Return, unchanged, the stretch of the data from the line containing "outline white rose, every instance" through the line containing "[[[0,80],[60,80],[51,62],[29,58],[32,23],[43,20],[40,0],[0,0]]]", including both of those lines.

------

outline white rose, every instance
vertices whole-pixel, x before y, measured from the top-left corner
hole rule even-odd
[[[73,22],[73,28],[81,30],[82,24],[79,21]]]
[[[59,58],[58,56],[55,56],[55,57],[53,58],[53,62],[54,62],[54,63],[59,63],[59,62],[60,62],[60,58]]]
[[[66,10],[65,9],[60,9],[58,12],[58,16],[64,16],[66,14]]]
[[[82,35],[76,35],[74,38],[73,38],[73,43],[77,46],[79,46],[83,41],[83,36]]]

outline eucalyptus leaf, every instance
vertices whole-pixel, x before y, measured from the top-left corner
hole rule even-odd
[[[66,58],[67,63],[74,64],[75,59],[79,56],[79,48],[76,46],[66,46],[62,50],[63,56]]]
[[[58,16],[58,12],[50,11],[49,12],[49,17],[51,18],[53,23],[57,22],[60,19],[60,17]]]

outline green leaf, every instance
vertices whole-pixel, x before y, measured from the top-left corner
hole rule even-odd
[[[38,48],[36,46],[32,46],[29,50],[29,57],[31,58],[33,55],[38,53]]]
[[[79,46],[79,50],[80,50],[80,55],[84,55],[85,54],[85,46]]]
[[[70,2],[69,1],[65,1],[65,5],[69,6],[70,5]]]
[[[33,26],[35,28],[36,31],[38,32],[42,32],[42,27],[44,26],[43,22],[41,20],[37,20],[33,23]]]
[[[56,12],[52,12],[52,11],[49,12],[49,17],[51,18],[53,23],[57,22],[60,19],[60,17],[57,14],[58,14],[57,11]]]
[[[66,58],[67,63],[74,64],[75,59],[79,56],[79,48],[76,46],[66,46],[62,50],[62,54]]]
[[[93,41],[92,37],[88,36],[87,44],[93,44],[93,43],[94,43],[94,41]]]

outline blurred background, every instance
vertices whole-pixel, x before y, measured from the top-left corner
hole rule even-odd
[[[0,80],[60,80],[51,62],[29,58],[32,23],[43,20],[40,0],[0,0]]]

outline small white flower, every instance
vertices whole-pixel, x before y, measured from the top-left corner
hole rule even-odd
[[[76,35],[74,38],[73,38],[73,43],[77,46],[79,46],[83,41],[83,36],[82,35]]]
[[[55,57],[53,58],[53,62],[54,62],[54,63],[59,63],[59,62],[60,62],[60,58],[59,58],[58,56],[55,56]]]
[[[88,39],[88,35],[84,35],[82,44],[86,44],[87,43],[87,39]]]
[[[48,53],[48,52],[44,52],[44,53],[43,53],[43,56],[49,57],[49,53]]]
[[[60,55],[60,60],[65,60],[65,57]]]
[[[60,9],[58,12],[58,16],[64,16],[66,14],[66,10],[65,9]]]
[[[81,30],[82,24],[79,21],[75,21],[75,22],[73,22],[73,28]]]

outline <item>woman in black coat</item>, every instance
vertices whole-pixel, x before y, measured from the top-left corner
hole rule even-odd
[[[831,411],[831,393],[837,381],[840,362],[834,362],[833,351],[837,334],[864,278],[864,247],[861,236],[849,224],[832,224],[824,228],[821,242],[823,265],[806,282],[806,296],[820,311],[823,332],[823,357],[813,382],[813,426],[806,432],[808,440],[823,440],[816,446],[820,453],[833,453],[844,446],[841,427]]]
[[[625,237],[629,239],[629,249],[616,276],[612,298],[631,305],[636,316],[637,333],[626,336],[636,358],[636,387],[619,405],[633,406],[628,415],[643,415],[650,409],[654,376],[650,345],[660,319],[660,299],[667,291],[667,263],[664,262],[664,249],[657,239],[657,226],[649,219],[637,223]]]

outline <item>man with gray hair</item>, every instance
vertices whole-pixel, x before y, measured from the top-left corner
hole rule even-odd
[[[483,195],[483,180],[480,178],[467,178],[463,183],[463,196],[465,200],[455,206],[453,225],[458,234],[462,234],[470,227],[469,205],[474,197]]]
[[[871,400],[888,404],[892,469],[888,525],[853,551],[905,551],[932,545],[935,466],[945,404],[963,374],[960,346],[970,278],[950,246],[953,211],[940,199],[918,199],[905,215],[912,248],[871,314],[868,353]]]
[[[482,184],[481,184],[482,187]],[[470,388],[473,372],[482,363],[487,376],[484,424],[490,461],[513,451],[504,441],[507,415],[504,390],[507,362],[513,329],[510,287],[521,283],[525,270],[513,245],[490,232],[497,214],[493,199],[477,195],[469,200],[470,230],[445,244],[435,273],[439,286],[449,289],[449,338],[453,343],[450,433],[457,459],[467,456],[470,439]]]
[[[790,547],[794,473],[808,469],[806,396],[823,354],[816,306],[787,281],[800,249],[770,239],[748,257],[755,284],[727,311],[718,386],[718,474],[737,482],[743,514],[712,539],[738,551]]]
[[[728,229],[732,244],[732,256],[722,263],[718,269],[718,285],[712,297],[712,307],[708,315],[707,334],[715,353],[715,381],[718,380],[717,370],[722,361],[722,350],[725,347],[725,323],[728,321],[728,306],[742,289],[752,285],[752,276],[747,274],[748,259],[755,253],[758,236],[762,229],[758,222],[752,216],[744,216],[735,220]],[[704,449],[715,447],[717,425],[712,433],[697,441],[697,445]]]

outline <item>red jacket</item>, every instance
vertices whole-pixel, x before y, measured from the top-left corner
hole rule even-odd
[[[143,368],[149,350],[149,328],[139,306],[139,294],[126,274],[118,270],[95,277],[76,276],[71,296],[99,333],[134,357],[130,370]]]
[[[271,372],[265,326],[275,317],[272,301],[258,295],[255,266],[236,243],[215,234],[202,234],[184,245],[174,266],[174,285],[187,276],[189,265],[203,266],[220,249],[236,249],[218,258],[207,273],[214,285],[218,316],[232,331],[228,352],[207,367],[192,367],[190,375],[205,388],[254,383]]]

------

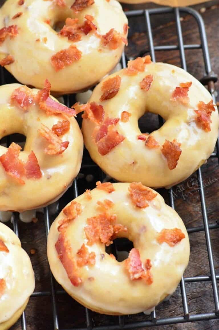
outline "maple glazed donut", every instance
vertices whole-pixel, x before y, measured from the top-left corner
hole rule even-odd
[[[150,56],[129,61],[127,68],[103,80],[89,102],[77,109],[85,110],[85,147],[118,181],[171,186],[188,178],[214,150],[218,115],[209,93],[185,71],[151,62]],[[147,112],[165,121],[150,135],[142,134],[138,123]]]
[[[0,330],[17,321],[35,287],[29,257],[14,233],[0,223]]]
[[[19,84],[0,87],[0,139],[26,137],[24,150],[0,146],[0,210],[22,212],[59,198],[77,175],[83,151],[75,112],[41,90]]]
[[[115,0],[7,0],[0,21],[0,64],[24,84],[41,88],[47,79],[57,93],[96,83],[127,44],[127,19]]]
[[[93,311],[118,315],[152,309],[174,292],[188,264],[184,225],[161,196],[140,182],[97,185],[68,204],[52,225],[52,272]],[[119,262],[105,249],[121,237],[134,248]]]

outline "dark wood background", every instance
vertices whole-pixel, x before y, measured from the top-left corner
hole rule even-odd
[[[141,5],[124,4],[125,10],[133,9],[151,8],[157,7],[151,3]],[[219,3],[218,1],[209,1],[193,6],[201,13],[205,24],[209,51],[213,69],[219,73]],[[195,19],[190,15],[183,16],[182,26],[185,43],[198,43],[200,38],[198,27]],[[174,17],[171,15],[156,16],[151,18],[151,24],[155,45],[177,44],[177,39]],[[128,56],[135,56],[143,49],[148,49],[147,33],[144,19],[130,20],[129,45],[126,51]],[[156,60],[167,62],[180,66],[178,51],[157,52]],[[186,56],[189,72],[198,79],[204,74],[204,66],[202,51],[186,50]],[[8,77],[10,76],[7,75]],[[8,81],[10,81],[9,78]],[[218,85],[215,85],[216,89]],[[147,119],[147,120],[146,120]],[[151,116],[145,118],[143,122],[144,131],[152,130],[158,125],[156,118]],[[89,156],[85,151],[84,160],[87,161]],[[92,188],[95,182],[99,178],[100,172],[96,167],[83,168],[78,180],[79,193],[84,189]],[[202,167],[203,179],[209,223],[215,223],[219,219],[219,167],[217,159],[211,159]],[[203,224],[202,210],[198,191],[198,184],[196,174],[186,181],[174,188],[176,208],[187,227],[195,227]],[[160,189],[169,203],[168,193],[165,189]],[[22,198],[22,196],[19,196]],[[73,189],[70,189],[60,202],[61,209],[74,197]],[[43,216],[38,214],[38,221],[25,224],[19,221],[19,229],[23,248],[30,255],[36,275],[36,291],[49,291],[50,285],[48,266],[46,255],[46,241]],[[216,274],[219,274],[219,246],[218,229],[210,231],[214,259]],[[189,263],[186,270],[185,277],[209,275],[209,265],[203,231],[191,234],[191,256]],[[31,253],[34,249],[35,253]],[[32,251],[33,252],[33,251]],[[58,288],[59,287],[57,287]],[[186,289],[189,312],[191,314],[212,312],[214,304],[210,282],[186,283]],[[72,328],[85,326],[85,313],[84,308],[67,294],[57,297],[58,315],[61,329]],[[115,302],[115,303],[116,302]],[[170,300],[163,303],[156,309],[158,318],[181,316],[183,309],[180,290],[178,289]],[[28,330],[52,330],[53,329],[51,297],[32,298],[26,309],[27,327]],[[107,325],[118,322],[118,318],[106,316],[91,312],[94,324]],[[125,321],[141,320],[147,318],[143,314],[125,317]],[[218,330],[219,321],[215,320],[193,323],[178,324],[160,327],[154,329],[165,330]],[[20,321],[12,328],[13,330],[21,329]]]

------

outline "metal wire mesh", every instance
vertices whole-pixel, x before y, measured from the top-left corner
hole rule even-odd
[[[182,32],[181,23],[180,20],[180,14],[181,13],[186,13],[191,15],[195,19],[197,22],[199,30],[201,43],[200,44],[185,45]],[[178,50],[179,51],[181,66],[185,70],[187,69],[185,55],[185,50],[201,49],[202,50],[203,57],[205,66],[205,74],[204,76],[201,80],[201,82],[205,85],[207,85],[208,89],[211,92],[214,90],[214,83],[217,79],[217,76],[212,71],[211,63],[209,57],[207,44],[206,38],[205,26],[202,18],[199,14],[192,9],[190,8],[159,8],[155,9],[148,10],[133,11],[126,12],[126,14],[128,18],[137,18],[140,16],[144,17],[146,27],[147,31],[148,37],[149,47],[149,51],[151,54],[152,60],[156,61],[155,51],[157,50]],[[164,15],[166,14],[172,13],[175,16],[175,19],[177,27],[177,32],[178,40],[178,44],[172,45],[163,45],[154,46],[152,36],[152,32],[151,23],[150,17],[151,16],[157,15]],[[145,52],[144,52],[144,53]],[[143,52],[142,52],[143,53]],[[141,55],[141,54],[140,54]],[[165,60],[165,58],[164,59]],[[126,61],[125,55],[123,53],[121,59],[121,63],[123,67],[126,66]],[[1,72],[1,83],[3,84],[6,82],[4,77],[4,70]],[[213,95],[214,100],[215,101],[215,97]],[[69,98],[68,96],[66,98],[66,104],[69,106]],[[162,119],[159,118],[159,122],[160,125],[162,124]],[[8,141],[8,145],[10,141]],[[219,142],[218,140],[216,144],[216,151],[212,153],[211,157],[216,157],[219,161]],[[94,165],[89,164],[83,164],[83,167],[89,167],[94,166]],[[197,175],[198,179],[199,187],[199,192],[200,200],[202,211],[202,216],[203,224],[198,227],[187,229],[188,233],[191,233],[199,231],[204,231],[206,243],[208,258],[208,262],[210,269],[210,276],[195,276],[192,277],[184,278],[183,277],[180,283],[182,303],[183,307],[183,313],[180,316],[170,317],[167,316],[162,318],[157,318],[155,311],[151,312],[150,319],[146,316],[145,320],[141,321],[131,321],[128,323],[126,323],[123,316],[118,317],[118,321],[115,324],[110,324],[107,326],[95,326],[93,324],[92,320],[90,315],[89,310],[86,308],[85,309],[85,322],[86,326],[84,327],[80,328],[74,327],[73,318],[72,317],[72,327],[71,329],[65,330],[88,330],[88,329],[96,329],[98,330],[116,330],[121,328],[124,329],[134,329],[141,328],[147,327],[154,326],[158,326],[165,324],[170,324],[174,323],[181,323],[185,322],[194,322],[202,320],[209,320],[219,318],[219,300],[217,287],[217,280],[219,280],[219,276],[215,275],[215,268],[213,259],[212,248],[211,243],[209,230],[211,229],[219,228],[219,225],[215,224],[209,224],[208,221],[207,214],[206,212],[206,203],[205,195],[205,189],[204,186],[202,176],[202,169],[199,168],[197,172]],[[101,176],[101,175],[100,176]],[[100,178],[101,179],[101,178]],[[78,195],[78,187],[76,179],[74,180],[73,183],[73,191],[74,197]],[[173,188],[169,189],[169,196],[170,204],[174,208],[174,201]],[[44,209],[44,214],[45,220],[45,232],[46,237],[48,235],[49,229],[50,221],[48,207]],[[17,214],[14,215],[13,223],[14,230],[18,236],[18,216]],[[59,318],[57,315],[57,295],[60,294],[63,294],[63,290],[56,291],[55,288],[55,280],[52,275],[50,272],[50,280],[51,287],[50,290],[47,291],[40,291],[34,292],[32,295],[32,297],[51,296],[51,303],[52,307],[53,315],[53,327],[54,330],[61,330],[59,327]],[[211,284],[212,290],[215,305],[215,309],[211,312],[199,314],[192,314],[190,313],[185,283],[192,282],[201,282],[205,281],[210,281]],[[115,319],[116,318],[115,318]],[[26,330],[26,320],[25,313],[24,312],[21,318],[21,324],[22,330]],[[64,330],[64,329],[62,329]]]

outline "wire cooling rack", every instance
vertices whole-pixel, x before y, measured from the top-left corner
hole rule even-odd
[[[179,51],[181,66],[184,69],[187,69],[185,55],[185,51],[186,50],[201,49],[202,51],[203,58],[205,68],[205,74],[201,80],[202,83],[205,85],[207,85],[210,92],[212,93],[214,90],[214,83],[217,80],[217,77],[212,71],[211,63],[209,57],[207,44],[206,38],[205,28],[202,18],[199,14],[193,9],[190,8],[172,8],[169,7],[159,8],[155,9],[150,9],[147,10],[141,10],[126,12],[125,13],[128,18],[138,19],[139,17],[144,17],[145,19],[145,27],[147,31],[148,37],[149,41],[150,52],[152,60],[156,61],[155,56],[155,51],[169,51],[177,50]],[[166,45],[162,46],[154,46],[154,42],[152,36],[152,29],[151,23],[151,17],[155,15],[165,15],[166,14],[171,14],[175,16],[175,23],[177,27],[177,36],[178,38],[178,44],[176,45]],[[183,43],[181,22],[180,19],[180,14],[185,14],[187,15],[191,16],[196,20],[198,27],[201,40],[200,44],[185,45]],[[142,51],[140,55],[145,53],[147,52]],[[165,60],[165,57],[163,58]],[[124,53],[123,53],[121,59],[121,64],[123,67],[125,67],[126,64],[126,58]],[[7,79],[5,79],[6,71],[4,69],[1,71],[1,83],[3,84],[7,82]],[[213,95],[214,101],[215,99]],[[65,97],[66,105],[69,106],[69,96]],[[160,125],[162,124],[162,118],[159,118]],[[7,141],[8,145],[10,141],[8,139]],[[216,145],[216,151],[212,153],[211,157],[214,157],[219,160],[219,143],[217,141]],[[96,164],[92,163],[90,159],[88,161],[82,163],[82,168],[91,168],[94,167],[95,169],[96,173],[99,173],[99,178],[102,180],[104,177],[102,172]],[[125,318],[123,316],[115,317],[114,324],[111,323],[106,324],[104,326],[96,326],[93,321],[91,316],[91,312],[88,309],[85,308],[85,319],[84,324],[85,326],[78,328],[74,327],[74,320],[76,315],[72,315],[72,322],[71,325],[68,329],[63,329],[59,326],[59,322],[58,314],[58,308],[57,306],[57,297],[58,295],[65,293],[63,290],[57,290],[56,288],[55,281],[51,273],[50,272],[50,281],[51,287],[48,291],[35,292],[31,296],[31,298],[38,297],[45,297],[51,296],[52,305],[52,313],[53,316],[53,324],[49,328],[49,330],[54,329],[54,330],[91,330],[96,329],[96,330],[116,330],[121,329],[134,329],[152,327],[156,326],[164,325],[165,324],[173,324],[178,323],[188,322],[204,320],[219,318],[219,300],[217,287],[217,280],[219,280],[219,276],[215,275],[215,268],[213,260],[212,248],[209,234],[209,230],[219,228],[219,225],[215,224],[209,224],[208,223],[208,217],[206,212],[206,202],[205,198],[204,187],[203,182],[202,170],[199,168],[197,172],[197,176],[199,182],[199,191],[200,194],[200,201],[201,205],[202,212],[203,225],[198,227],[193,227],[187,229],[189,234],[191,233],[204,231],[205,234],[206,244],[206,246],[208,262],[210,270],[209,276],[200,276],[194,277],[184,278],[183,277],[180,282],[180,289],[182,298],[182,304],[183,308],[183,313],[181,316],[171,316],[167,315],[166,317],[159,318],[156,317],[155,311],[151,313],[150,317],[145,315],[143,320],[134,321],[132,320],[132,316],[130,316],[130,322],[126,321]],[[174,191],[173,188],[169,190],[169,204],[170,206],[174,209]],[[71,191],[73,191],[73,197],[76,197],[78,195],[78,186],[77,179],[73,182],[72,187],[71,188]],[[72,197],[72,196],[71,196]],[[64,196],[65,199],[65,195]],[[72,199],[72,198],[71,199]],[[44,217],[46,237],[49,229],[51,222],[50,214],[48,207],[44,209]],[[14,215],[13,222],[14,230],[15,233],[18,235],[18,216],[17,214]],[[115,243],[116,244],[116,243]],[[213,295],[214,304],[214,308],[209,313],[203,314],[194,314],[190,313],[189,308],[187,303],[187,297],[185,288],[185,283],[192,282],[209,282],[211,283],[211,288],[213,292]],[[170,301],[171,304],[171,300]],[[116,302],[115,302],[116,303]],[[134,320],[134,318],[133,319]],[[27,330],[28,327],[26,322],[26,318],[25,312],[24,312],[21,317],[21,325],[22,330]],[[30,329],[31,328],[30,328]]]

------

## ANSWER:
outline white rose, every instance
vertices whole-pixel, x before y, measured from the top-left corner
hole rule even-odd
[[[73,22],[73,28],[81,30],[82,24],[79,21]]]
[[[59,58],[58,56],[55,56],[55,57],[53,58],[53,62],[54,62],[54,63],[59,63],[59,62],[60,62],[60,58]]]
[[[66,10],[65,9],[60,9],[58,12],[58,16],[64,16],[66,14]]]
[[[82,35],[76,35],[74,38],[73,38],[73,43],[77,46],[79,46],[83,41],[83,36]]]

outline eucalyptus leaf, every instance
vertices whole-pixel, x before y, measured from the top-left corner
hole rule even-odd
[[[66,58],[67,63],[74,64],[75,59],[79,56],[79,48],[76,46],[66,46],[62,50],[63,56]]]
[[[58,16],[58,12],[50,11],[49,12],[49,17],[51,18],[53,23],[57,22],[60,19],[60,17]]]

outline green leaf, every instance
vertices whole-pixel, x before y, measured from the top-left corner
hole rule even-odd
[[[38,48],[36,46],[32,46],[29,50],[29,57],[31,58],[33,55],[38,53]]]
[[[79,46],[79,50],[80,50],[80,55],[84,55],[85,54],[85,46]]]
[[[70,2],[69,1],[65,1],[65,5],[69,6],[70,5]]]
[[[33,26],[35,28],[36,31],[38,32],[42,32],[42,27],[44,26],[43,22],[41,20],[37,20],[33,23]]]
[[[56,12],[52,12],[52,11],[49,12],[49,17],[51,18],[53,23],[57,22],[60,19],[60,17],[57,14],[58,14],[57,11]]]
[[[66,58],[67,63],[74,64],[75,59],[79,56],[79,48],[76,46],[66,46],[62,50],[62,54]]]
[[[93,41],[92,37],[88,36],[87,44],[93,44],[93,43],[94,43],[94,41]]]

outline blurred background, every instance
vertices whole-pixel, x before y, measured from the top-left corner
hole rule even-odd
[[[0,80],[60,80],[51,62],[29,58],[32,23],[43,20],[40,0],[0,0]]]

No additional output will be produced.